# WORK INSTRUCTIONS:
Set down the records that follow in full and without changes.

[Natural language region descriptions]
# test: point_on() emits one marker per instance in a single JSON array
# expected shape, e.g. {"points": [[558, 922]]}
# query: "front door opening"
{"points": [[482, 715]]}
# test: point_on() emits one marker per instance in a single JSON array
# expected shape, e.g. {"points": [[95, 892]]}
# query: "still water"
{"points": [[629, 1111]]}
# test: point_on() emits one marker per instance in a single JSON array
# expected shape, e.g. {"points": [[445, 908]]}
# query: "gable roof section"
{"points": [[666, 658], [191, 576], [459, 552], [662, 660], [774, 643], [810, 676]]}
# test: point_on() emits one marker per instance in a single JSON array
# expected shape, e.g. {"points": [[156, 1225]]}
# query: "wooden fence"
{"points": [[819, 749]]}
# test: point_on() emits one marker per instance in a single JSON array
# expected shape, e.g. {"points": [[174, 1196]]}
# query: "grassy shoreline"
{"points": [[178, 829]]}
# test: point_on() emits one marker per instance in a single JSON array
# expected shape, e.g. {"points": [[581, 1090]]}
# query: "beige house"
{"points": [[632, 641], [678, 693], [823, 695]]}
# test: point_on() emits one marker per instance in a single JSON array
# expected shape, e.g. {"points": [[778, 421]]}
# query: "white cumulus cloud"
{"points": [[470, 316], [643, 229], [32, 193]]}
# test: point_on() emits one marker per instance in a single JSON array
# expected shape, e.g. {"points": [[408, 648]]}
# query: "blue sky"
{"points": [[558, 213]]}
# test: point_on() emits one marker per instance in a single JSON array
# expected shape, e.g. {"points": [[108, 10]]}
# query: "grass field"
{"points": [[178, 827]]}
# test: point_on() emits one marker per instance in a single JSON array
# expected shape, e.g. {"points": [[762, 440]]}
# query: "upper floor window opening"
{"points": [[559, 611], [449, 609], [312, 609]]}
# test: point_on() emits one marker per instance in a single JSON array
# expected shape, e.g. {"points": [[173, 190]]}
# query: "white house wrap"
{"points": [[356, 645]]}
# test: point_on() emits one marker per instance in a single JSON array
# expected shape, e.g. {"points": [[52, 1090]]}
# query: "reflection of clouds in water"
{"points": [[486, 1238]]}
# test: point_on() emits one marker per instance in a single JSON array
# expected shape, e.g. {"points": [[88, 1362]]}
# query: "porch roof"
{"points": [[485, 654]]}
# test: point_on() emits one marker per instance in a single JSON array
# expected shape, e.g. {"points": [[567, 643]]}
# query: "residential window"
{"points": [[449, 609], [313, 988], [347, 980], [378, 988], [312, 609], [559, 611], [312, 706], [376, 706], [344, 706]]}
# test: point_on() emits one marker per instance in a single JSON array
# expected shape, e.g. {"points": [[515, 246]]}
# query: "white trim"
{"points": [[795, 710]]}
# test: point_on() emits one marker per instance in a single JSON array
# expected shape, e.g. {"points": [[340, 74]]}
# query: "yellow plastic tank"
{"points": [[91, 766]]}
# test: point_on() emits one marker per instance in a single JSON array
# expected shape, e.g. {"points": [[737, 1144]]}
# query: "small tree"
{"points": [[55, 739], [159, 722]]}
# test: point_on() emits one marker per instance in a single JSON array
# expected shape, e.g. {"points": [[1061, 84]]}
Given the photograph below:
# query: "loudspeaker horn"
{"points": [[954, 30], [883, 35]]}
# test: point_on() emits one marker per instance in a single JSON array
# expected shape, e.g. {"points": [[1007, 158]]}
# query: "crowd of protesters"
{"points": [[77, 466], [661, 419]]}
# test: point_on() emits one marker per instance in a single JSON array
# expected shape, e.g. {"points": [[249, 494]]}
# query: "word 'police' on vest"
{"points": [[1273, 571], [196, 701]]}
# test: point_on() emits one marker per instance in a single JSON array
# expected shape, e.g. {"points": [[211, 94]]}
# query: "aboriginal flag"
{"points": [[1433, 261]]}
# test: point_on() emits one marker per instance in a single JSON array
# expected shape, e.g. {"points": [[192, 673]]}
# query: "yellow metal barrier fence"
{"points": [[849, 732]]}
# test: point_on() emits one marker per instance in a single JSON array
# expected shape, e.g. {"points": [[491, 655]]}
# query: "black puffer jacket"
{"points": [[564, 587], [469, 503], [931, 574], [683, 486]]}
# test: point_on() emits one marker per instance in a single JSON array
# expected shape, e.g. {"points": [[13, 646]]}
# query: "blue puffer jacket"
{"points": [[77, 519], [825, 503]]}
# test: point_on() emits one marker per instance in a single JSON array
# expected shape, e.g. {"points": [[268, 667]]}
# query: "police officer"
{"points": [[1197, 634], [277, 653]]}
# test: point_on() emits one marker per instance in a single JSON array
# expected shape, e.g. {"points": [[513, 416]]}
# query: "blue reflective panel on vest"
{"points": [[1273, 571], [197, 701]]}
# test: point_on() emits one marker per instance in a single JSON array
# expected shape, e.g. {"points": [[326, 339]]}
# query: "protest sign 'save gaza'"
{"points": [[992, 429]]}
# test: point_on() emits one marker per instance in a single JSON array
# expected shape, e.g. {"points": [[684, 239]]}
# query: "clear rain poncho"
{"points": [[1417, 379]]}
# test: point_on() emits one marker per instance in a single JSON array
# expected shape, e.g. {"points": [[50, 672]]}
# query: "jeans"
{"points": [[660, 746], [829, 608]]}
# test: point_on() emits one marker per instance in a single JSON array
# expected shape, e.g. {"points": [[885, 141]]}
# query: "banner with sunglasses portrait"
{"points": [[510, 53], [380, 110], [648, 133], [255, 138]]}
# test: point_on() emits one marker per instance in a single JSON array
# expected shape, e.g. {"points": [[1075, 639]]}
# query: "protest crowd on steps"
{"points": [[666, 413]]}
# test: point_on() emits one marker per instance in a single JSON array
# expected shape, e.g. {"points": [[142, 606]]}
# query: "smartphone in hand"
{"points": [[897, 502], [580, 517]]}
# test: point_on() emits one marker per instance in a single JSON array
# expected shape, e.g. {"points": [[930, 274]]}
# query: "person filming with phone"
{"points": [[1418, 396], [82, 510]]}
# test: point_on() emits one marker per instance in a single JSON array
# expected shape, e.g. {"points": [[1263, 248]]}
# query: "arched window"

# RESULT FOR THIS EXERCISE:
# test: point_on() emits one marker per instance in a single JSON array
# expected shape, e.g. {"points": [[558, 922]]}
# query: "front door opening"
{"points": [[482, 715]]}
# test: point_on() emits one marker per instance in a single JSON array
# expected shape, e.g. {"points": [[95, 892]]}
# query: "still water"
{"points": [[629, 1111]]}
# test: point_on() emits one marker per instance in a single JSON array
# expected shape, e.g. {"points": [[445, 908]]}
# query: "gable roof section"
{"points": [[666, 658], [191, 576], [459, 552], [662, 660], [774, 643], [810, 676]]}
# test: point_on() emits one marker per instance in a single JSON array
# expected shape, e.g. {"points": [[156, 1225]]}
# query: "wooden fence"
{"points": [[819, 749]]}
# test: point_on() emits one marker per instance in a single JSON array
# expected shape, e.g. {"points": [[174, 1196]]}
# query: "grassy shoreline"
{"points": [[178, 829]]}
# test: point_on() emits one marker per instance in a single JSON array
# expected shape, e.g. {"points": [[581, 1090]]}
# query: "beige house"
{"points": [[632, 641], [678, 693], [823, 695]]}
# test: point_on() emits one marker per instance in a single JSON array
# expected shape, e.g. {"points": [[778, 421]]}
# query: "white cumulus cloud"
{"points": [[470, 316], [643, 229], [32, 193]]}
# test: point_on() emits one marker per instance in a single JSON array
# expected shape, e.g. {"points": [[408, 648]]}
# query: "blue sky"
{"points": [[558, 213]]}
# test: point_on() emits one marker per instance in a single JSON array
# expected shape, e.g. {"points": [[108, 10]]}
# query: "grass field"
{"points": [[178, 827]]}
# test: point_on() emits one marker per instance in a single JSON array
# expected shape, e.g. {"points": [[762, 440]]}
# query: "upper floor window opening"
{"points": [[559, 611], [449, 609], [312, 609]]}
# test: point_on() emits one marker per instance in a single JSON array
# expected shape, e.g. {"points": [[173, 190]]}
# query: "white house wrap"
{"points": [[356, 645]]}
# test: point_on() emits one marker per instance in a single JSON array
# expected shape, e.g. {"points": [[52, 1090]]}
# query: "reflection of clouds in water"
{"points": [[486, 1238]]}
# test: point_on() emits one marker per instance in a single JSON array
# expected shape, e.g. {"points": [[88, 1362]]}
# query: "porch roof"
{"points": [[485, 654]]}
# test: point_on() emits one marker per instance in a single JSON array
# expected shape, e.g. {"points": [[567, 643]]}
# query: "residential window"
{"points": [[449, 609], [313, 988], [347, 980], [378, 988], [312, 609], [559, 611], [312, 706], [376, 706], [344, 706]]}
# test: point_on() emits one marker per instance in a single JSON array
# expected shape, e.g. {"points": [[515, 246]]}
# query: "white trim"
{"points": [[795, 710]]}
# test: point_on() emits one marker per instance in a single JSON array
# expected shape, e.g. {"points": [[340, 74]]}
# query: "yellow plastic tank"
{"points": [[91, 766]]}
# test: point_on() emits one marker per instance in a single JSON array
# expected shape, e.g. {"points": [[737, 1144]]}
# query: "small tree"
{"points": [[55, 739], [159, 722]]}
# test: point_on() emits one marker per instance in a single JSON array
# expected shape, e.g. {"points": [[1061, 84]]}
Given the photograph below:
# query: "loudspeaker horn"
{"points": [[954, 30], [883, 35]]}
# test: point_on() emits one marker per instance in a single JSON array
# expected shape, e.g. {"points": [[1007, 158]]}
# query: "crowd of protesters"
{"points": [[77, 466], [661, 419]]}
# test: point_on() emits one marker per instance in a single JSON array
# expected shape, e.g. {"points": [[249, 494]]}
# query: "word 'police' on vest"
{"points": [[1273, 571], [196, 701]]}
# test: point_on() emits one marker per instance in a single JSON array
# expected shape, e.g. {"points": [[211, 94]]}
# query: "aboriginal flag"
{"points": [[1433, 261]]}
# test: point_on() emits one marker per instance in a single JSON array
# expected shape, e.g. {"points": [[192, 673]]}
# query: "yellow metal barrier fence"
{"points": [[849, 732]]}
# test: point_on() emits one marker per instance in a single JSON array
# expected shape, e.g. {"points": [[491, 655]]}
# query: "black puffer jacket"
{"points": [[564, 587], [469, 503], [931, 574], [683, 486]]}
# test: point_on() emits one marker per instance in a single JSON array
# expected shape, e.g. {"points": [[13, 646]]}
# query: "blue puffer jacket"
{"points": [[77, 519], [825, 503]]}
# test: point_on() emits one marker per instance in a single JSON array
# expected shape, e.g. {"points": [[268, 667]]}
# query: "police officer"
{"points": [[1197, 634], [277, 653]]}
# test: point_on() emits one marker per instance in a single JSON array
# expected shape, e.g. {"points": [[513, 416]]}
# query: "blue reflective panel on vest"
{"points": [[1273, 571], [197, 701]]}
# test: point_on() emits one marker per instance in a single JSON array
# expected shape, e.g. {"points": [[326, 339]]}
# query: "protest sign 'save gaza'"
{"points": [[992, 429]]}
# test: point_on() emits one marker per instance in a single JSON array
# expected shape, e.g. {"points": [[684, 239]]}
# query: "clear rain poncho"
{"points": [[1417, 379]]}
# test: point_on() emits one marker per instance in a single JSON array
# expected shape, e.g. {"points": [[50, 672]]}
# query: "jeans"
{"points": [[660, 746], [829, 608]]}
# test: point_on() emits one marker per instance in a single JSON array
# expected shape, e.g. {"points": [[885, 141]]}
# query: "banner with sunglasses portrait"
{"points": [[510, 53], [380, 110], [648, 133], [255, 138]]}
# test: point_on() emits one marker per instance in a single JSON array
# expected shape, e.g. {"points": [[1075, 639]]}
# query: "protest crowd on steps"
{"points": [[666, 413]]}
# test: point_on() emits one marker per instance in a single JSON array
# expected shape, e.g. {"points": [[142, 606]]}
# query: "smartphone in hand"
{"points": [[897, 502], [580, 517]]}
# test: point_on() emits one marker per instance in a single JSON array
# expected shape, e.g. {"points": [[930, 274]]}
# query: "person filming with phone"
{"points": [[1418, 396], [82, 510]]}
# test: point_on() emits one marker per instance in a single JSON array
# expected shape, e.g. {"points": [[1263, 248]]}
# query: "arched window"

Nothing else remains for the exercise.